Copy out the company update word for word, everything from "During the year" down to "commence in April.".

TEXT SHOWN
^^^^
During the year we strengthened our relationship with the Cyprus Church who
have a Monastery located in the middle of our plot of land by donating a small
plot of additional land which had no building potential to them. This enabled
them to complete the perimeter of their plot and secure their boundary whilst
DCI is benefitting from their goodwill and support in our own relations with
the SBA and the local village.
Croatia - Livka Bay
Disappointingly, our sale of Livka Bay in June 2024 has still not completed as
the buyers have not managed to arrange their financing to buy the land from us
and also fund the development cost of the planned resort. Whilst we remain in
touch with them, we are now re-marketing the land to new buyers and an active
sales campaign will commence in April.
Financing
The Company has been financed by a number of loans from shareholders whilst we
worked on achieving asset sales for which we are very grateful. Some finance
has also been raised directly for the construction of Phase One of the Kilada
Golf Resort from two investor via loans and an equity investment amounting to
a total of €3.4 million. The sale of our Aristo interests in February 2025
and the receipt of the first tranche of cash will support DCI's working
capital needs and the necessary investments in Kilada.
^^^^
GIVEN INFORMATION
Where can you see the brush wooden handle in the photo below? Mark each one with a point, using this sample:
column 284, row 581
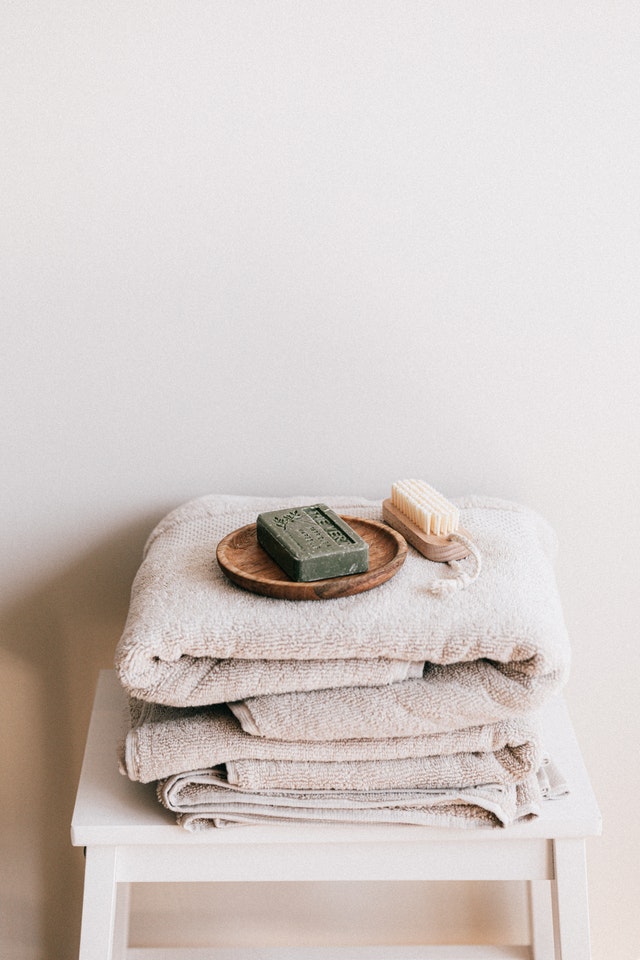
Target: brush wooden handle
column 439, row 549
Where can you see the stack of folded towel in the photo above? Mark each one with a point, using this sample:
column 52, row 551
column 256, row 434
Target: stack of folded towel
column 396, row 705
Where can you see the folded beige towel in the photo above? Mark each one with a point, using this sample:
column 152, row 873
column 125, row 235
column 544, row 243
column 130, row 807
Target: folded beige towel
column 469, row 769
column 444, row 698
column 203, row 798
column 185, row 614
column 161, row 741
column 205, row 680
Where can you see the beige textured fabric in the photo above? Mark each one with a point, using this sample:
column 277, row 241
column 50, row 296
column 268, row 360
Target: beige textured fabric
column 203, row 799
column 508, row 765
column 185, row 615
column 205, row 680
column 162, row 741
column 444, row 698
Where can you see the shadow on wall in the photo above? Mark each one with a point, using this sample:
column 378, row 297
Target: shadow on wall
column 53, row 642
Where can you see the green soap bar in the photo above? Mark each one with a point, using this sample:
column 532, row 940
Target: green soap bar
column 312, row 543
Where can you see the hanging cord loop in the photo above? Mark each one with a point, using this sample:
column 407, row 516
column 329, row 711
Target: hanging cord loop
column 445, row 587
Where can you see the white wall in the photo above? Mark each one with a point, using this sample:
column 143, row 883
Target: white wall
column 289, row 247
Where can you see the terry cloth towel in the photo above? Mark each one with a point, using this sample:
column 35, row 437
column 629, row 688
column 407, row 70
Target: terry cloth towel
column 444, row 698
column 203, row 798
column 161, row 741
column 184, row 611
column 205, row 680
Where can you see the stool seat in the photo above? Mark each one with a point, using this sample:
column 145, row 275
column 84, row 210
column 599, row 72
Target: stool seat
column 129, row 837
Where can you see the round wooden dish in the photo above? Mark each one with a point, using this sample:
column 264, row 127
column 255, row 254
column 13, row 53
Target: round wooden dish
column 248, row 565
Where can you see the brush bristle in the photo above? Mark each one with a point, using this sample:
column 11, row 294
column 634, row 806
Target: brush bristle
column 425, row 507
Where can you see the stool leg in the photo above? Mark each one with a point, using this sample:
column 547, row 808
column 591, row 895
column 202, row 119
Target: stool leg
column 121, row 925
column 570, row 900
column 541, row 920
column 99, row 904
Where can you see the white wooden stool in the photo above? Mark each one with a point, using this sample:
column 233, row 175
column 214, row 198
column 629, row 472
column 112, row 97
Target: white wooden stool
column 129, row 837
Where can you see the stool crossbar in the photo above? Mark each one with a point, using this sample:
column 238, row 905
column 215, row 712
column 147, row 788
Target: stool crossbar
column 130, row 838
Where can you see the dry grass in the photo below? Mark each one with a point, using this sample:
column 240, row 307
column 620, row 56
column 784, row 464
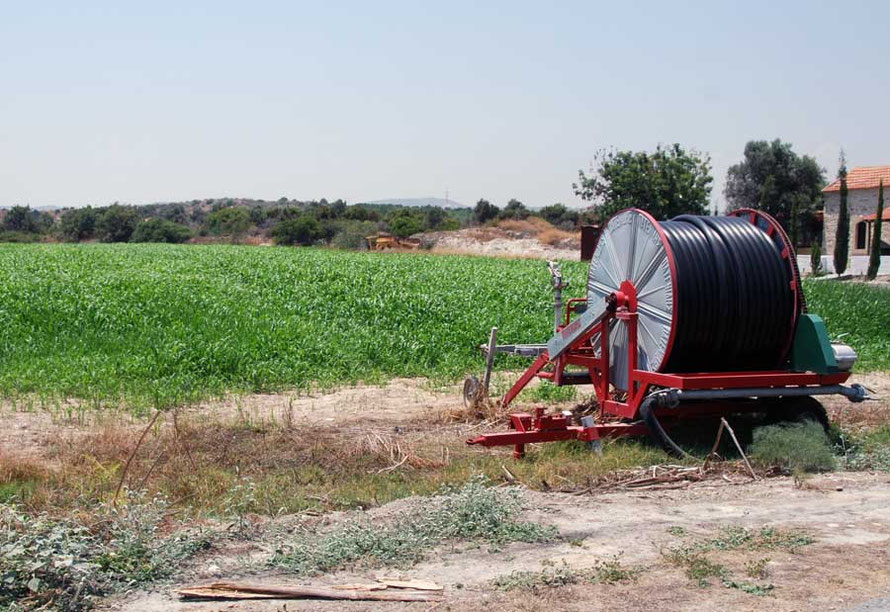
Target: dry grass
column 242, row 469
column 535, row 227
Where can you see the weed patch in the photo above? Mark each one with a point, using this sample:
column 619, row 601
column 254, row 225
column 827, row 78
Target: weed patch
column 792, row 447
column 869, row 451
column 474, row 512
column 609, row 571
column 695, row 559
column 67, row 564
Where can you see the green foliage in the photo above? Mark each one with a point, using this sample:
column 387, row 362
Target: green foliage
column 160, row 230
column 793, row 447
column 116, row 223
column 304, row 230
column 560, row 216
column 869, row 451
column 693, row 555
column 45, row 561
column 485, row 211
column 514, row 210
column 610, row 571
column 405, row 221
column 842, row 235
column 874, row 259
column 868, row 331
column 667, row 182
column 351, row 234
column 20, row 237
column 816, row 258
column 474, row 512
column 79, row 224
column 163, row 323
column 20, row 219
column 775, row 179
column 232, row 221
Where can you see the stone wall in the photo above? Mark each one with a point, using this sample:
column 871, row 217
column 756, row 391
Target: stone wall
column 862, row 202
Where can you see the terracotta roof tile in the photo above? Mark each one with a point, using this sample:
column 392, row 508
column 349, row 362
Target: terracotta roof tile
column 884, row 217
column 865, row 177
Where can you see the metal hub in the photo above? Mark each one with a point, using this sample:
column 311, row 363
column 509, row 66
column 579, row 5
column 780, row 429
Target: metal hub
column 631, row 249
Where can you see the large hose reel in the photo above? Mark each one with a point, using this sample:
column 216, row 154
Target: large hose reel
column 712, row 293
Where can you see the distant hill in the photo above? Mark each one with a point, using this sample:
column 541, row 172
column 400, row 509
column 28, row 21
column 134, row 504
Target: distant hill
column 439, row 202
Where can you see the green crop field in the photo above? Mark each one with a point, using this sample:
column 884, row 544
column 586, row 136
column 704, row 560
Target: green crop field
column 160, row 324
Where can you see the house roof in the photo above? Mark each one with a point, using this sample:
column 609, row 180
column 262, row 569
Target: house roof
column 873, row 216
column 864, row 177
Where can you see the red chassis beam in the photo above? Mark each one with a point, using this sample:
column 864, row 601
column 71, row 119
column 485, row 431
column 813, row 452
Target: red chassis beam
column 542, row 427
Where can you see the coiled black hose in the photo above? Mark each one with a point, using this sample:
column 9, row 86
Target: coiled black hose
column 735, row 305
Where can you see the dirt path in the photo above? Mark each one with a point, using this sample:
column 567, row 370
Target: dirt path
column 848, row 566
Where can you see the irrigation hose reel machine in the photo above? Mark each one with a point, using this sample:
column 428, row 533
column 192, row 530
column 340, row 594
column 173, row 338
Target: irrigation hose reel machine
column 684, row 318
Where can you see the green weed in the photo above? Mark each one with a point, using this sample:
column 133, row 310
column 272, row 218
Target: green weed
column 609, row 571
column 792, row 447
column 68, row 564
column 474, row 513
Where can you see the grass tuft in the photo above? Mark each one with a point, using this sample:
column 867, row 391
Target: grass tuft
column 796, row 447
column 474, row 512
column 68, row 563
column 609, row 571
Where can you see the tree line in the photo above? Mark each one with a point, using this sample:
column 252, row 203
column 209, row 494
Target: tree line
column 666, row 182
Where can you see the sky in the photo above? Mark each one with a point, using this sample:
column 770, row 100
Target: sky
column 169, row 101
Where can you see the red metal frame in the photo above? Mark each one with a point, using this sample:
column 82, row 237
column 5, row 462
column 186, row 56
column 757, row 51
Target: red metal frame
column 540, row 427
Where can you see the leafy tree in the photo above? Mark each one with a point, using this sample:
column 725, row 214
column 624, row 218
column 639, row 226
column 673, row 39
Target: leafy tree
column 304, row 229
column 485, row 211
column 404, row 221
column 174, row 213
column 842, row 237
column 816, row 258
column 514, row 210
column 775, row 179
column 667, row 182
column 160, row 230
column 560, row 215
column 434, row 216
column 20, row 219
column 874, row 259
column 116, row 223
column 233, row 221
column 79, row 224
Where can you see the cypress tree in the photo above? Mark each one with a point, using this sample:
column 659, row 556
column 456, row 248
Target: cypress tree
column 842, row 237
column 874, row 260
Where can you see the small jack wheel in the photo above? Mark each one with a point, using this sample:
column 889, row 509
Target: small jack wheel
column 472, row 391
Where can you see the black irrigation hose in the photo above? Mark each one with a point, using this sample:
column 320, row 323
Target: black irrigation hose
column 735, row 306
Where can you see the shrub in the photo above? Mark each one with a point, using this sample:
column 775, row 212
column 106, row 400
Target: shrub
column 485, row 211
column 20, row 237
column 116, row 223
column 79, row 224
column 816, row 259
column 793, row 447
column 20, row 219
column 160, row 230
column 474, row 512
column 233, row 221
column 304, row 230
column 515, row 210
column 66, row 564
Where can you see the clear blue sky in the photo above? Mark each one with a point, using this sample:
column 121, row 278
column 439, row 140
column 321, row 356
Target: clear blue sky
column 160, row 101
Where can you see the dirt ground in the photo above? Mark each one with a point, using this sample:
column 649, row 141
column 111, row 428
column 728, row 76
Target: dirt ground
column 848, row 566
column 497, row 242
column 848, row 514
^^^^
FULL RESPONSE
During the year we strengthened our relationship with the Cyprus Church who
have a Monastery located in the middle of our plot of land by donating a small
plot of additional land which had no building potential to them. This enabled
them to complete the perimeter of their plot and secure their boundary whilst
DCI is benefitting from their goodwill and support in our own relations with
the SBA and the local village.
Croatia - Livka Bay
Disappointingly, our sale of Livka Bay in June 2024 has still not completed as
the buyers have not managed to arrange their financing to buy the land from us
and also fund the development cost of the planned resort. Whilst we remain in
touch with them, we are now re-marketing the land to new buyers and an active
sales campaign will commence in April.